- [Required work] In the material below, print every line exactly and omit the pictures.

=== Exercise material ===

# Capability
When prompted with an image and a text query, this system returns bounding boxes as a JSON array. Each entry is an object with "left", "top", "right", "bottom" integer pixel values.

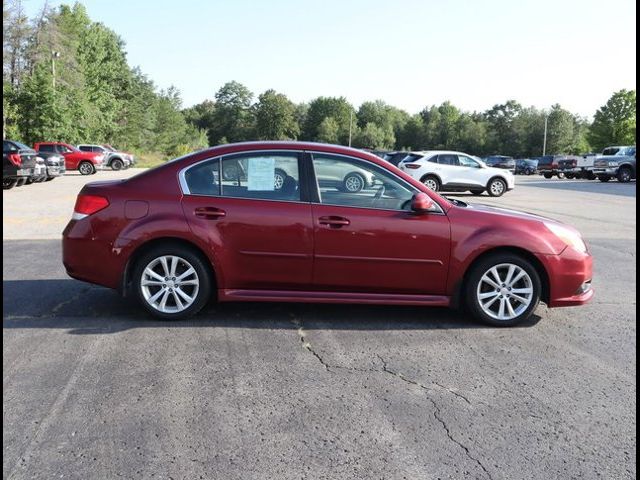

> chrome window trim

[
  {"left": 308, "top": 151, "right": 446, "bottom": 215},
  {"left": 178, "top": 148, "right": 446, "bottom": 215}
]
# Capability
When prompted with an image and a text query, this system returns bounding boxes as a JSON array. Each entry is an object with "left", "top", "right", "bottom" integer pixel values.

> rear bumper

[{"left": 538, "top": 247, "right": 594, "bottom": 308}]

===

- [Answer box]
# Capability
When prompted with an image and a text query, this system returns bounding boxes as a JSON array. Each entry is an object with "left", "top", "right", "bottom" integer pixel values.


> chrome window trim

[
  {"left": 308, "top": 151, "right": 446, "bottom": 215},
  {"left": 178, "top": 148, "right": 446, "bottom": 215}
]
# Capability
When prompted with an image and a text query, this system returns bounding boxes as a JSON array. Each entry is an object with "left", "top", "right", "bottom" integer pixel values.

> rear bumper

[{"left": 538, "top": 247, "right": 594, "bottom": 308}]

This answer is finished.